* [Prompt]
Start at the line containing "ancient stone ruin | locate" and transcribe every line exactly through the end of the records below, and only those lines.

* [Material for the task]
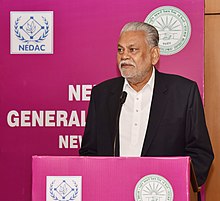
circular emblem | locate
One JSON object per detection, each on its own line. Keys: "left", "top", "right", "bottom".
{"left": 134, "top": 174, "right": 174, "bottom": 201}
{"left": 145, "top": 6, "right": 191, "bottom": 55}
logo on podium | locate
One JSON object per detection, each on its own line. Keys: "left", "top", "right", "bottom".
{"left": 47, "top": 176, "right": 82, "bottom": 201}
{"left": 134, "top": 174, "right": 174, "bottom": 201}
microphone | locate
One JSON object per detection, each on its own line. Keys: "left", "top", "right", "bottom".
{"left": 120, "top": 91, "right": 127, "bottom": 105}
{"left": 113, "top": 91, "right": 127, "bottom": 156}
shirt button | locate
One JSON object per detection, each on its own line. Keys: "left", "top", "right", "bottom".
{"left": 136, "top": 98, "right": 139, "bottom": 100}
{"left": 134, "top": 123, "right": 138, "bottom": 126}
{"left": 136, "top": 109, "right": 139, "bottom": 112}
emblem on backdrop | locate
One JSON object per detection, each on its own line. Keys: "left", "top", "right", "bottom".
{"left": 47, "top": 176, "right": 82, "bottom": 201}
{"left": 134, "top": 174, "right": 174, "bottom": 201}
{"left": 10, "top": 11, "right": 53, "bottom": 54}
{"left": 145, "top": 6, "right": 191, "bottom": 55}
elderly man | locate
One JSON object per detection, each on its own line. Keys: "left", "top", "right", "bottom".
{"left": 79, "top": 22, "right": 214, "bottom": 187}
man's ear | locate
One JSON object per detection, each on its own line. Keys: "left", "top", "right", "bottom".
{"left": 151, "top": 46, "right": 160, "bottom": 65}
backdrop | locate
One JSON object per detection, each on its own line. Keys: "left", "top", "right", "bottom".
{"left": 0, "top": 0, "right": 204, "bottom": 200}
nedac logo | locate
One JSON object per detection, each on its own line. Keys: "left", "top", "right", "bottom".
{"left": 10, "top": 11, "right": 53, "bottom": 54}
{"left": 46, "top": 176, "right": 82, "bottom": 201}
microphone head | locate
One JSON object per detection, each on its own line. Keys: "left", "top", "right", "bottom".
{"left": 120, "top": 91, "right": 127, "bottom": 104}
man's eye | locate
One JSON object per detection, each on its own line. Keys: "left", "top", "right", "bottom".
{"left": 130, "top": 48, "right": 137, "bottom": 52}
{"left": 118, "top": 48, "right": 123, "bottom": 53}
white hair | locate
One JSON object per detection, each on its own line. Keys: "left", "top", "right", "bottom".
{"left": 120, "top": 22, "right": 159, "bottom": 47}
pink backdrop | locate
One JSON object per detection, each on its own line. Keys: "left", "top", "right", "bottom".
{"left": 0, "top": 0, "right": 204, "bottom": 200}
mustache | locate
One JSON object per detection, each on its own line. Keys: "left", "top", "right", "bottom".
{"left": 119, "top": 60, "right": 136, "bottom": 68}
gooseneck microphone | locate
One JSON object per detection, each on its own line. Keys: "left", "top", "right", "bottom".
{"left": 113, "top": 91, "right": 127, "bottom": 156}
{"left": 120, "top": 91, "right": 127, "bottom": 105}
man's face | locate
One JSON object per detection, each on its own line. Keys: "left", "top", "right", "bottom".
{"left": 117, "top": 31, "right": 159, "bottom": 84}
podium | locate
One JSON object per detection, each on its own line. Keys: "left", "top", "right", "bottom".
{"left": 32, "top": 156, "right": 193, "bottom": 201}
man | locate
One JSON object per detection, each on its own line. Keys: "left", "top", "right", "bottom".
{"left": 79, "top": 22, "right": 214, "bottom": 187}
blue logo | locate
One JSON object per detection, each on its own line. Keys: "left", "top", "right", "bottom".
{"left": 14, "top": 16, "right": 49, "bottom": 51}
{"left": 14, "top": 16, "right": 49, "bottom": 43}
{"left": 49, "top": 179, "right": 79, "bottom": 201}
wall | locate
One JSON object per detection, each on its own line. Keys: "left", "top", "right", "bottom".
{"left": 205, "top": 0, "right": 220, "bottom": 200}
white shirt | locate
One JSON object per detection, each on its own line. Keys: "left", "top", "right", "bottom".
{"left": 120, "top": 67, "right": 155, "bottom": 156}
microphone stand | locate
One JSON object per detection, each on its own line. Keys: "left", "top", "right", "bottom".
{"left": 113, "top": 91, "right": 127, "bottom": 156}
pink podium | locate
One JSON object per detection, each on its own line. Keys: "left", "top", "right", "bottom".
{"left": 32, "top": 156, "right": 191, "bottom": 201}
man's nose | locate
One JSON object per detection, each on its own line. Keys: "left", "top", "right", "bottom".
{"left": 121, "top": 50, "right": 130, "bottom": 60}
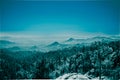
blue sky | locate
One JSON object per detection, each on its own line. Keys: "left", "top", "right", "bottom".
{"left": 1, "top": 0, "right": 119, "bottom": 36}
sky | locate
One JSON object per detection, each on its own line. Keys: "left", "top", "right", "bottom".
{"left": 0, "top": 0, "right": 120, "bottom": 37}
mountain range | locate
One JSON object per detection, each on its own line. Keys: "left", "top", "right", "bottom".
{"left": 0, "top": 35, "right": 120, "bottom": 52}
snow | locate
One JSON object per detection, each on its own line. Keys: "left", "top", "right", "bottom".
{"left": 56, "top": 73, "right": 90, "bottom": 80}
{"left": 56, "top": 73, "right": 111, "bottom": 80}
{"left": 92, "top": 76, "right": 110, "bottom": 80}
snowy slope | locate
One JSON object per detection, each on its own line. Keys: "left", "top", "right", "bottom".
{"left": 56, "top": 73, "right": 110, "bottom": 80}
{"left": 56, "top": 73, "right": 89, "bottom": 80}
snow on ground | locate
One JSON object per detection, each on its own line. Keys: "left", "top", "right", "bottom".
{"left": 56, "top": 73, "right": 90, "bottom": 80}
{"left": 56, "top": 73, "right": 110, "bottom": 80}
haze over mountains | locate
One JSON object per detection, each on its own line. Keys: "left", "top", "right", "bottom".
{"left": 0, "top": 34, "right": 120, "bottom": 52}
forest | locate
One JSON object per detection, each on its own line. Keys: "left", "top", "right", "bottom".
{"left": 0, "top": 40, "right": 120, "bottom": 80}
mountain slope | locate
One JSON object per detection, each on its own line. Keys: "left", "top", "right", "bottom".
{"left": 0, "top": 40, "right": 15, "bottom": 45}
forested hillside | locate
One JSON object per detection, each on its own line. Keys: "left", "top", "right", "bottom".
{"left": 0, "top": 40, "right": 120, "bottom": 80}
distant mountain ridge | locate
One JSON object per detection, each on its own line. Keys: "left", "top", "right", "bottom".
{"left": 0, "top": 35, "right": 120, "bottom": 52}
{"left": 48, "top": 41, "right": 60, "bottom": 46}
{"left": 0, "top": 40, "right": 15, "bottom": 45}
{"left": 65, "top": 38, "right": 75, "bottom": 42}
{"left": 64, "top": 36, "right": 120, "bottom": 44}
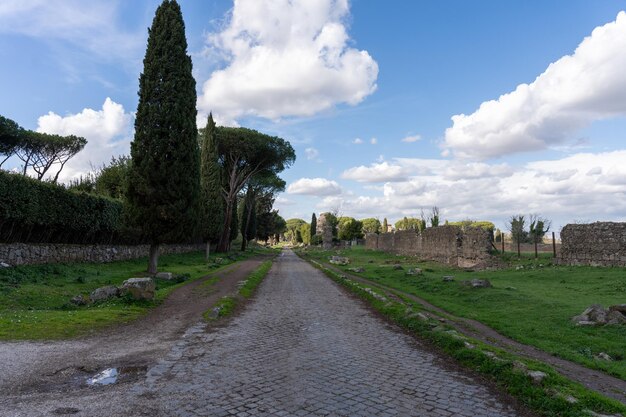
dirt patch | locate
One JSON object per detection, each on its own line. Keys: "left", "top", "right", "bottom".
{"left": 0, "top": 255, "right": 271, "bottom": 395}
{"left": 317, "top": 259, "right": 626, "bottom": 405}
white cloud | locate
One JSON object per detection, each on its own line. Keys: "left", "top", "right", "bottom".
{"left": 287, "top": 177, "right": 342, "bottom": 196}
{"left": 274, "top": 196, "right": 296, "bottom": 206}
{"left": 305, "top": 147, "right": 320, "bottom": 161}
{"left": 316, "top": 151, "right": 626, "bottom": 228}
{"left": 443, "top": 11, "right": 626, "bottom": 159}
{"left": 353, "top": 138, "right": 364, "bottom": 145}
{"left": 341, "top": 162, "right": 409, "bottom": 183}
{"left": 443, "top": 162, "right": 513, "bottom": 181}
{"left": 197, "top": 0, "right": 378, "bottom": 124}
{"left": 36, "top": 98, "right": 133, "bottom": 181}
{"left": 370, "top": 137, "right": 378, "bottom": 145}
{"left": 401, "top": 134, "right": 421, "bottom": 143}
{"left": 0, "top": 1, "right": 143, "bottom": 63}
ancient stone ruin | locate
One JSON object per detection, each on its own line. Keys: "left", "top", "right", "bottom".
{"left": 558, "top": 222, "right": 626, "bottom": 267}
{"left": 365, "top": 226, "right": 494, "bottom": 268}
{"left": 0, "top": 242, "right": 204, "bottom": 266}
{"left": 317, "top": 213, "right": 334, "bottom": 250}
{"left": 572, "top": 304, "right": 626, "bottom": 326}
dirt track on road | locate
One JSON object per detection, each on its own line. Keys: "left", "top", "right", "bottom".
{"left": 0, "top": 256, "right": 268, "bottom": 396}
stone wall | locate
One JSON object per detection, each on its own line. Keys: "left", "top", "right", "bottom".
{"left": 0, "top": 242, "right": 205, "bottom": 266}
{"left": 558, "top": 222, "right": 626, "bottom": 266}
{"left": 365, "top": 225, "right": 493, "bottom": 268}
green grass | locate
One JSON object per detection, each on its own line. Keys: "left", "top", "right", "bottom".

* [Written solution]
ancient stone ruin | locate
One JSON object per detection, each on its own line. Keys: "left", "top", "right", "bottom".
{"left": 558, "top": 222, "right": 626, "bottom": 267}
{"left": 365, "top": 226, "right": 494, "bottom": 268}
{"left": 0, "top": 242, "right": 204, "bottom": 266}
{"left": 317, "top": 213, "right": 334, "bottom": 250}
{"left": 572, "top": 304, "right": 626, "bottom": 326}
dirt track on road | locate
One JSON object per detection, each on its own line. Keys: "left", "top", "right", "bottom".
{"left": 0, "top": 256, "right": 268, "bottom": 396}
stone wall | locate
One JSON object per detection, each on its own line. Keys: "left", "top", "right", "bottom".
{"left": 0, "top": 242, "right": 205, "bottom": 266}
{"left": 558, "top": 222, "right": 626, "bottom": 266}
{"left": 365, "top": 225, "right": 493, "bottom": 268}
green grass | locate
One JSON object per detection, each on its own line. Keys: "left", "top", "right", "bottom".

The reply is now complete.